**Exercise requirements:** The listing below is to be duplicated exactly, with every picture omitted.

**Record excerpts:**

━━━━━━━━━━

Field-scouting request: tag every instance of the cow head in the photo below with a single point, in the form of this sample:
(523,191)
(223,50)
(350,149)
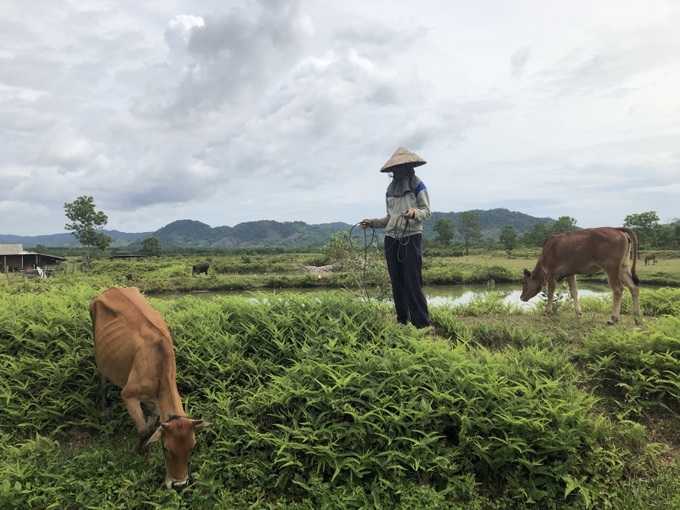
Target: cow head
(531,284)
(178,440)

━━━━━━━━━━

**Answer below:**
Field-scouting request: tag every instance of the cow head in the photo below with a single point, in the form of this sample:
(523,191)
(223,50)
(350,149)
Target: cow head
(531,284)
(178,440)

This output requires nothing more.